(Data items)
▬▬▬
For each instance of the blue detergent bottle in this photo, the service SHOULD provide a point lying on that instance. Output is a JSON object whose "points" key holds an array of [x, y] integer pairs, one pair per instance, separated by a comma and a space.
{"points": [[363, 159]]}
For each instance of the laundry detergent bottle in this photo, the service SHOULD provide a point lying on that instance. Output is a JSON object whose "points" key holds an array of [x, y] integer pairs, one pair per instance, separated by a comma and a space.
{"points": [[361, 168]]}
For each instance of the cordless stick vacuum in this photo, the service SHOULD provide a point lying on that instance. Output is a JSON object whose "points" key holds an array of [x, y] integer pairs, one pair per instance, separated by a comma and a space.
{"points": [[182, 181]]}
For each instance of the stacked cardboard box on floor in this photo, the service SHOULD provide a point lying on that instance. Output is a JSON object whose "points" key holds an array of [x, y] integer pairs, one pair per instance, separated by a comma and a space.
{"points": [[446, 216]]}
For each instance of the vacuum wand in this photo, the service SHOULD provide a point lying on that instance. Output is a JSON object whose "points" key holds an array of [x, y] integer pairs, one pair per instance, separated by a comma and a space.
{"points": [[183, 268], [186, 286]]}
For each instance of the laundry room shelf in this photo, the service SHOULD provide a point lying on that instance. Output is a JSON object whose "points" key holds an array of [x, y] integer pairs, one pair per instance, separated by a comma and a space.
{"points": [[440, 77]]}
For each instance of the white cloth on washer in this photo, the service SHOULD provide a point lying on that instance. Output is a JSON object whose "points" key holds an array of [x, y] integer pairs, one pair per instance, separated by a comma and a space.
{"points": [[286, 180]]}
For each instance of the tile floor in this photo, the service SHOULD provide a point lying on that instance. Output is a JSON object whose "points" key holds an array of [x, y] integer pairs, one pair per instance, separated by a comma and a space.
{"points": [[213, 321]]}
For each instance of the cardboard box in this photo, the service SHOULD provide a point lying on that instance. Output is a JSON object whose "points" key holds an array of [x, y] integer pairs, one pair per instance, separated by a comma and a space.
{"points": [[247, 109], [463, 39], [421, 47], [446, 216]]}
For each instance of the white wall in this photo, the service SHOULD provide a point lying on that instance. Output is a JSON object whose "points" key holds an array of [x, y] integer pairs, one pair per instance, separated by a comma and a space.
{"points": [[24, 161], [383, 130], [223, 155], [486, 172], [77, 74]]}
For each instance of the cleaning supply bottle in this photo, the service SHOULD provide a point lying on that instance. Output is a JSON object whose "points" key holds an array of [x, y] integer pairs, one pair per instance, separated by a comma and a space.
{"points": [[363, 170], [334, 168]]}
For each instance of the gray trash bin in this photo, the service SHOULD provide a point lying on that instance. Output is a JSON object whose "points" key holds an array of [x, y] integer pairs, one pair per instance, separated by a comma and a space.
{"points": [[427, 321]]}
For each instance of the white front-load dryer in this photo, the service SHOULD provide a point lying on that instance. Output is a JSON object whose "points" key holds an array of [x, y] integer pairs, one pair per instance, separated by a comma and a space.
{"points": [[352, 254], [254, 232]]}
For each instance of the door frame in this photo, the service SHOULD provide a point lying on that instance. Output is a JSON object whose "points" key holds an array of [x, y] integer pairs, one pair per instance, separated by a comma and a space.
▬▬▬
PROBLEM REQUIREMENTS:
Every entry above must be reproduced exactly.

RESPONSE TO THIS EXERCISE:
For each instance of the blue detergent bottle in this photo, the service SHOULD provide a point lying on that instance. Output is a JSON object whose "points" key holds an array of [x, y] integer pairs, one pair per instance, separated by a comma and a space.
{"points": [[363, 159]]}
For each instance of the laundry detergent bottle in this photo, the service SHOULD provide a point lying on that instance. Output is a JSON object whose "points" key holds an array of [x, y] integer pairs, one pair per instance, separated by a comma and a space.
{"points": [[361, 168]]}
For each instance of the cordless stick vacuum in this photo, the service SHOULD provide a point lying on that instance. Output is a JSON object whose "points" key holds an array of [x, y] integer pairs, one pair per instance, separated by a comma and a space.
{"points": [[182, 181]]}
For each instance of the stacked cardboard box on floor in this photo, the service SHOULD provide a point lying on that instance. Output is a JSON object whose "points" key holds an array of [x, y] integer pairs, one pair per instance, separated by a comma and a space.
{"points": [[446, 216]]}
For each instance of the vacuum wand in this photo, the service SHOULD provide a point lying on that instance. Output is a JSON object whose "points" key holds an array of [x, y] integer pairs, one pair per instance, separated by a comma and a space.
{"points": [[183, 268], [186, 286]]}
For each instance of the laundry room shelf in this photo, the service SHOULD provide a point lying on that instance. Output is a JSON object whose "points" key holds an array of [x, y] integer pairs, one pair per instance, separated by a comma and a space.
{"points": [[440, 77]]}
For each instance of the white cloth on washer in this photo, the service SHOULD provide a point lying on that instance. Output is a JSON object whose "points" key holds an array of [x, y] integer pairs, one pair per instance, separated by a comma and a space.
{"points": [[286, 180]]}
For each instance of the tile floor in this photo, the service SHOULD provide a point lying on that instance. Output is a JSON object whose "points" key holds an array of [x, y] integer pairs, one pair per instance, separated by a comma and a space.
{"points": [[213, 321]]}
For each instance of the cardboard box in this photo, the service SHOULD provide a point lying on that instance. Output is a JSON object whose "points" key holds an array of [x, y] integer pairs, one pair per instance, separated by a comma and a space.
{"points": [[247, 109], [463, 39], [421, 47], [446, 216]]}
For each instance of the white wall in this photo, the service SHOULD provide a point lying on that instance. Output is a JSON object whose "points" key holds an array of [x, y] integer pairs, one pair per instance, separated by a comma and a space.
{"points": [[24, 161], [383, 130], [223, 155], [486, 172], [77, 74]]}
For each instance of the cleaning supply bottle in this photo, the service SHOULD provide a point lying on that instance. Output is a JSON object whose "points" key holds an array of [x, y] integer pairs, one pair per instance, separated by a comma and a space.
{"points": [[363, 170], [334, 168]]}
For each instance of the gray trash bin in this photo, the service SHOULD provide a point lying on that instance. Output is a JSON object whose "points" key holds an array of [x, y] integer pairs, one pair per instance, separated by a comma and a space.
{"points": [[427, 321]]}
For each instance of the white front-load dryer in this photo, the service SHOULD provide a point lying on that instance. Output is a JSON object whose "points" key holds an array of [x, y] integer pairs, one pair per instance, separated by a comma and a space.
{"points": [[352, 254], [254, 232]]}
For each instance of the door frame in this photo, the service SHOULD provide a point lying on that instance. Output is a JSON object whose "points" key holds an array of [x, y] integer pairs, one pair per instance, separated by a comma and a space.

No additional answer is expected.